*Brief:* Pictures don't belong in the copy; print all the records exactly.

*Material provided:*
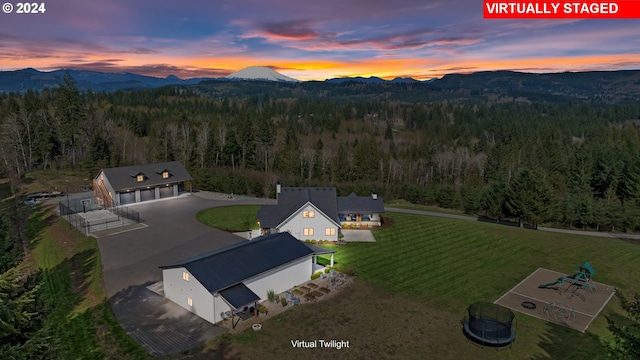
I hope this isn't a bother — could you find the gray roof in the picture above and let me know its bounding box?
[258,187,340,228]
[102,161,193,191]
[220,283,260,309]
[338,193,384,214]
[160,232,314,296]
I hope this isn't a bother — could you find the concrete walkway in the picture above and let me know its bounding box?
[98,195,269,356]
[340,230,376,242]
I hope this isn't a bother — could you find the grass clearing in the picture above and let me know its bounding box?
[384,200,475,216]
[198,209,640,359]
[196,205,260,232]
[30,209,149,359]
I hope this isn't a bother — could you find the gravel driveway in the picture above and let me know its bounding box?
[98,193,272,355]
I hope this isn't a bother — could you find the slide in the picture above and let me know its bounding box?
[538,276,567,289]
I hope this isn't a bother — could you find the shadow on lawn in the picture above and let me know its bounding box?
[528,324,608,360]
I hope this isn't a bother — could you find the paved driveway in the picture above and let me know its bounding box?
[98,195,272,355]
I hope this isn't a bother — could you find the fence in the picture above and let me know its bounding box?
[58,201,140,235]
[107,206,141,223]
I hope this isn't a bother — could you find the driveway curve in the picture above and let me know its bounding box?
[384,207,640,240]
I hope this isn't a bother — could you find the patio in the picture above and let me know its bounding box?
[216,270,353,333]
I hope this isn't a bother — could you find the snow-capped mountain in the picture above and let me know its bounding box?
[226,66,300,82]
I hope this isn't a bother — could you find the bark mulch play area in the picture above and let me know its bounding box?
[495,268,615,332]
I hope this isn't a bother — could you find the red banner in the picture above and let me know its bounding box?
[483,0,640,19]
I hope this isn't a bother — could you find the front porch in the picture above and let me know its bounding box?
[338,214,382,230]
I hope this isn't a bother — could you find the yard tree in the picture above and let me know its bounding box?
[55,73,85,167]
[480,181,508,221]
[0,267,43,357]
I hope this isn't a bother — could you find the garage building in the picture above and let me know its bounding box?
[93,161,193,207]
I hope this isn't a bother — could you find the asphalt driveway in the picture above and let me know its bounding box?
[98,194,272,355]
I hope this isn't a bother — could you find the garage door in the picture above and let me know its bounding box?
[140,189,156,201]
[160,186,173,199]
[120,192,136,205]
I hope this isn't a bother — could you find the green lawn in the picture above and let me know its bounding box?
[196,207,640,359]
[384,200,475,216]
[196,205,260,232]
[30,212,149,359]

*In response:*
I hope this isn't a bother — could you find the gray roof in the picture above and let me know its bounding box?
[258,187,340,228]
[102,161,193,191]
[220,283,260,309]
[338,193,384,214]
[160,232,314,296]
I hope this isn't a bother — could you find the concrete walkway in the picture above and let me know its bounding box?
[98,195,269,356]
[340,230,376,242]
I hope this isn't a bother — could you find the grass clearing in the picture above and let me know its bounding box?
[384,200,475,216]
[198,209,640,359]
[196,205,260,232]
[30,209,149,359]
I hope this isn't a bother — could you find the gravel driveway in the picture above and let me know its bounding box?
[98,193,272,355]
I hope this isn't a bother — could you find the slide in the picture above and let me know its bounding box?
[538,276,567,289]
I hope this isn't a bother — could you find the shadow on lawn in the picture above and let me know its bounding box?
[528,324,608,360]
I hope this isn't a bother — could you find the paved driveway in the picture above and let me know its bounding box?
[98,195,272,355]
I hope this isn't a bother — could you find the fence in the picture above and let me know its bounding box?
[58,201,140,235]
[107,206,141,223]
I hope this isn't a bother — could you find the driveway curve in the picture above and let me know its bounding box?
[384,207,640,240]
I hope this isn't a bother — could you find the patio in the picture above and let me know its bounding box?
[216,270,353,333]
I hope this isn't a bother — could you find the snow-capped mountain in the picture above and let me know its bounding box?
[226,66,300,82]
I hope this isn't a bother — could you find the bark mulch play area in the picture above and let me know its bounding box?
[495,268,615,332]
I hope this isn't a bother — could you find the red banner in the picture above and let me know its bounding box?
[483,0,640,19]
I hope this isn't a bother — could you find the front porch in the picture above and let me know its bounding box?
[338,214,382,230]
I hope this isn't a bother — could you find the yard tree in the picture above and let me know its bounding box?
[55,73,85,167]
[480,181,508,221]
[0,267,43,357]
I hope this isn't a bother — could you find the garage building in the picture above and let me know its bounding box?
[93,161,193,207]
I hope this isn't a bother — could you find the asphalt driveway in the picture above and let me know its bounding box?
[98,194,272,355]
I hope this isn't a bother — could you find the garage door in the picture above and let me know its bounding box?
[140,189,156,201]
[160,186,173,199]
[120,192,136,205]
I hope this isn't a bother — could you find the green lawn in the picture above and let me know its bounding box?
[196,207,640,359]
[384,200,475,216]
[196,205,260,232]
[30,212,149,359]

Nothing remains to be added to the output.